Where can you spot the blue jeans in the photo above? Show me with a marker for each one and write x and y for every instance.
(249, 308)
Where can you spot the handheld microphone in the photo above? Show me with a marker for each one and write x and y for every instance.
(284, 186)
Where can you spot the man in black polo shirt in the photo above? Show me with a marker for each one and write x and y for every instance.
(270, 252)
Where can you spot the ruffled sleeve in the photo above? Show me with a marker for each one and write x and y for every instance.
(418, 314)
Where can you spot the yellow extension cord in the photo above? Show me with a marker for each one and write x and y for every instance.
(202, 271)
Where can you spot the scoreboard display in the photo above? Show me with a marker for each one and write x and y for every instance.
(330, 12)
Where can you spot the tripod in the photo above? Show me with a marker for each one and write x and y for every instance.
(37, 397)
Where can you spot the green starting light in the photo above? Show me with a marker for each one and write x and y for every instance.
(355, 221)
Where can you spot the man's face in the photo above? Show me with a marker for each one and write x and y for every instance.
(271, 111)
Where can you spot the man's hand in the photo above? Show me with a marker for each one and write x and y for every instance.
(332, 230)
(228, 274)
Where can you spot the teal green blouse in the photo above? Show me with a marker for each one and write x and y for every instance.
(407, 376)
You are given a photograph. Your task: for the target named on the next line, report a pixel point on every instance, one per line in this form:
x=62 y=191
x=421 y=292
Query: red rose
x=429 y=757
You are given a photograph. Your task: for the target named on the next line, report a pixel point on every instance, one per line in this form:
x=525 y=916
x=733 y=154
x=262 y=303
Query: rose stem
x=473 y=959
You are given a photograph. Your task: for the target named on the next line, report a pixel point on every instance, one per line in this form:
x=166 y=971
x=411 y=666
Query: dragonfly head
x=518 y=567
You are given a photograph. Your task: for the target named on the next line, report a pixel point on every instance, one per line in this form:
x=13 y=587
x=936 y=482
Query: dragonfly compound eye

○ ○ ○ ○ ○

**Goal of the exercise:** Word for word, set down every line of the material above.

**Response:**
Where can you spot the blue jeans in the photo above? Show me with a marker for each one and write x and y for every instance.
(249, 308)
Where can you spot the handheld microphone in the photo above? Show me with a marker for each one and write x and y for every instance.
(284, 186)
Where can you spot the man in black polo shirt in the photo above? Show me with a marker for each one and write x and y for every instance.
(270, 252)
Where can you spot the ruffled sleeve in the photo above? Show me with a marker for each one and write x and y for every instance.
(418, 314)
Where can you spot the yellow extension cord in the photo above? Show me with a marker for each one and write x and y for every instance.
(202, 271)
Where can you spot the scoreboard display in the photo above? Show me with a marker for each one and write x and y for every instance.
(330, 12)
Where can you spot the tripod in the photo above? Show me with a marker for each one and write x and y for every instance.
(37, 397)
Where can you spot the green starting light in the photo above? Show me with a marker for each one and write x and y for every instance.
(355, 221)
Where can you spot the man's face in the photo above? Show me with a marker for each one and write x and y for every instance.
(271, 111)
Where can you spot the man's hand in the photo above? Show me with a marker for each one and write x and y for every instance.
(332, 230)
(228, 274)
Where can you spot the teal green blouse in the photo above? Show me with a marker for each one and write x and y for every instance.
(407, 376)
You are given a photograph. Your task: for the target named on the next line, report a pixel point on every instance, one per line in this form:
x=62 y=191
x=421 y=292
Query: red rose
x=429 y=757
You are given a photograph. Your task: for the target named on the next line, report a pixel point on every instance, one per line in this form:
x=525 y=916
x=733 y=154
x=262 y=303
Query: rose stem
x=473 y=959
You are given a photograph. Your task: for the target named on the next line, report a pixel point on every instance, one per line in this form:
x=166 y=971
x=411 y=666
Query: dragonfly head
x=518 y=567
You are given a photograph. Your task: for the target named on the next line, report a pixel point on every instance, one per line in this form:
x=13 y=587
x=936 y=482
Query: dragonfly compound eye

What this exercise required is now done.